- _Extract to read_
════════
Calgary Marks Canada Day with Celebrations and Indigenous Calls for Reflection
Events across the city blend patriotic festivities with growing acknowledgment of colonial history.
Thousands of Calgarians gathered at Prince’s Island Park, Olympic Plaza, and neighbourhoods across the city to celebrate Canada Day, while Indigenous leaders and organizations used the occasion to call for deeper reflection on the country’s colonial past.
Celebrations
The city’s official festivities at Prince’s Island Park featured live music, food vendors, a citizenship ceremony welcoming 50 new Canadians, and evening fireworks over the Bow River. Attendance was estimated at 65,000, on par with pre-pandemic levels.
“Canada Day is a chance to celebrate what we’ve built together and to recommit to building something better,” said Mayor Jyoti Gondek.
Indigenous Perspectives
At the same time, the Treaty 7 Urban Indigenous Alliance hosted a parallel event at Olympic Plaza focused on truth-telling and reflection. The program included a sunrise ceremony, a reading of residential school survivors’ stories, drumming, and a community feast.
════════
Records from a data source:
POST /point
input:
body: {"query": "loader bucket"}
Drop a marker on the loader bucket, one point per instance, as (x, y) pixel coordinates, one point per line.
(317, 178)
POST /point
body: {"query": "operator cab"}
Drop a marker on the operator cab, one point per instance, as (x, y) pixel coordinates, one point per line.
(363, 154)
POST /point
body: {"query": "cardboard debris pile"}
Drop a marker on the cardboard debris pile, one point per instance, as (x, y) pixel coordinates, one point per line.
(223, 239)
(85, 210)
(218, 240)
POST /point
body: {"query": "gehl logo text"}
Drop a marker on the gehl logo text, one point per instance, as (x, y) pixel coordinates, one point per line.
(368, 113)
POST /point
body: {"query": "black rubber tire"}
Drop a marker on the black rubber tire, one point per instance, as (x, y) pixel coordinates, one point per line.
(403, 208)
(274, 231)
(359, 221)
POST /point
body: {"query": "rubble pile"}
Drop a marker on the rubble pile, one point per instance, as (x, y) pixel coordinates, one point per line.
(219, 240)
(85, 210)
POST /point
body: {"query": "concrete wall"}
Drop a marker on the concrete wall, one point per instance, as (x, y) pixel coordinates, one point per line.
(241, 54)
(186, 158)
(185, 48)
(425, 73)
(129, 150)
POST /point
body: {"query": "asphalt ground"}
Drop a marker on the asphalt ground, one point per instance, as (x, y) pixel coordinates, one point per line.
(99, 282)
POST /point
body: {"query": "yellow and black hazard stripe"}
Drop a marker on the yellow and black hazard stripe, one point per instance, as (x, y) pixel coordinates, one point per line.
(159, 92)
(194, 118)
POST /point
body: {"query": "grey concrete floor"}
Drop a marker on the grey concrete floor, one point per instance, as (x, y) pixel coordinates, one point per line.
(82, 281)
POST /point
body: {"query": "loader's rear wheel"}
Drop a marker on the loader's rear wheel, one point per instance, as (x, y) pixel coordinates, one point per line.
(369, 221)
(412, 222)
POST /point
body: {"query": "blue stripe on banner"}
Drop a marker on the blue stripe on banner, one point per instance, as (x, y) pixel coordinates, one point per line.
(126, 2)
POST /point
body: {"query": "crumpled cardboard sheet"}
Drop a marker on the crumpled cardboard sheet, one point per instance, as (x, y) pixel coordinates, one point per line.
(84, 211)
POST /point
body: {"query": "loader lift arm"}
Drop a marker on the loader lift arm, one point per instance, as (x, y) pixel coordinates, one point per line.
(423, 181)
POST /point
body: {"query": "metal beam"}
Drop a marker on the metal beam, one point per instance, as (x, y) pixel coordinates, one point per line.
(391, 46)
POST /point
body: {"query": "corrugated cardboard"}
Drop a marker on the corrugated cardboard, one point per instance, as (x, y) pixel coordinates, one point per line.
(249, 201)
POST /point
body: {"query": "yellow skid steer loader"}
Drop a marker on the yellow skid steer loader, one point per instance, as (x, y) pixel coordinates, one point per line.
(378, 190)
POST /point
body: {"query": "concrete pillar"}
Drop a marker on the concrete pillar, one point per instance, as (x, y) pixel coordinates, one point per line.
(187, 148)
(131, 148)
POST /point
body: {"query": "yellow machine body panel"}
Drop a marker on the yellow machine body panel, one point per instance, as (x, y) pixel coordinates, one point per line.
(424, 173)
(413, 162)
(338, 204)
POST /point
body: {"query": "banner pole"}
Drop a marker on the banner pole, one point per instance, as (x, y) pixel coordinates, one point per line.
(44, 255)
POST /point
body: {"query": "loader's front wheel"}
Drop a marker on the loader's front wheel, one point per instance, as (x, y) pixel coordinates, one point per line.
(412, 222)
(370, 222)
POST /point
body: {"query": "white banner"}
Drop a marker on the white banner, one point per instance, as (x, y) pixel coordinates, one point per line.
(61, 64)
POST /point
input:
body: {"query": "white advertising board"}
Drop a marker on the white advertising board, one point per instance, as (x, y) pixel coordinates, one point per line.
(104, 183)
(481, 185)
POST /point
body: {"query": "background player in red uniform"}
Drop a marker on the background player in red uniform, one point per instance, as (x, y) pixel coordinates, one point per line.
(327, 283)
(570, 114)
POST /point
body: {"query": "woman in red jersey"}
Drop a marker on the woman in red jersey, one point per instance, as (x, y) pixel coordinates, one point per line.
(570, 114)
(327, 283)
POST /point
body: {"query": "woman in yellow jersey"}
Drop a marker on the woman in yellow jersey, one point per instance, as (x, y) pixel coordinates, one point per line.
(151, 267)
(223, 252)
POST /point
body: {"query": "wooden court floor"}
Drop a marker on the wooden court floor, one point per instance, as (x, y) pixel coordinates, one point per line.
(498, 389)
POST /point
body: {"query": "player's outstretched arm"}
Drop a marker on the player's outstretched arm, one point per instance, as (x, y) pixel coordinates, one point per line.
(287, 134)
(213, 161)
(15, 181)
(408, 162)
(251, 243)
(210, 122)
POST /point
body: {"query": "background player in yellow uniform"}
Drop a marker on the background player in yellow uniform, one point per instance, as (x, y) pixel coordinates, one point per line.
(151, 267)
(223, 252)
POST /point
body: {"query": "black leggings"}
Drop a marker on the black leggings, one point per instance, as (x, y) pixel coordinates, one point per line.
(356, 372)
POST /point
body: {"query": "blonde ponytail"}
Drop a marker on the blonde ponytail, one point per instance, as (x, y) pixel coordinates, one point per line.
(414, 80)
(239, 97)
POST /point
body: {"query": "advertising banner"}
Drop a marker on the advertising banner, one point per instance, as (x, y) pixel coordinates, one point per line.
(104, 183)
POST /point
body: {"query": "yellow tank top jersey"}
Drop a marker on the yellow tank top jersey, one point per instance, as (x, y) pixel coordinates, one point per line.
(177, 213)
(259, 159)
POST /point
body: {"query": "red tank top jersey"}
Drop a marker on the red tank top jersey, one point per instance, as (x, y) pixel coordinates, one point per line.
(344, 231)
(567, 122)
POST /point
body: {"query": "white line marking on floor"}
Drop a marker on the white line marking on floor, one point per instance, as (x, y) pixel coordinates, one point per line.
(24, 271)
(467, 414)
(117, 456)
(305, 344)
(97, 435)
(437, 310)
════════
- _Explore the material_
• a. Copy the article on Calgary's Canada Day, starting at "Calgary Marks Canada" and ending at "Mayor Jyoti Gondek.", and substitute "light show" for "fireworks".
• b. Extend the article on Calgary's Canada Day beyond its final sentence.

- _Responses by task_
• a.
Calgary Marks Canada Day with Celebrations and Indigenous Calls for Reflection
Events across the city blend patriotic festivities with growing acknowledgment of colonial history.
Thousands of Calgarians gathered at Prince’s Island Park, Olympic Plaza, and neighbourhoods across the city to celebrate Canada Day, while Indigenous leaders and organizations used the occasion to call for deeper reflection on the country’s colonial past.
Celebrations
The city’s official festivities at Prince’s Island Park featured live music, food vendors, a citizenship ceremony welcoming 50 new Canadians, and evening light show over the Bow River. Attendance was estimated at 65,000, on par with pre-pandemic levels.
“Canada Day is a chance to celebrate what we’ve built together and to recommit to building something better,” said Mayor Jyoti Gondek.

• b.
“We can love this land and also tell the truth about what happened here,” said event organizer Crystal Many Fingers. “Reconciliation means holding both of those things at once.”
Growing Shift
The dual nature of Calgary’s Canada Day reflects a broader national shift. Since the discovery of unmarked graves at former residential school sites beginning in 2021, an increasing number of municipalities have incorporated Indigenous perspectives into their national day programming.
“Five years ago, this kind of programming would have been controversial. Now it’s expected,” said University of Calgary Indigenous studies professor Dr. Dwayne Donald. “That’s progress, even if there’s still a long way to go.”
The city’s fireworks display concluded the evening, visible from vantage points across Calgary.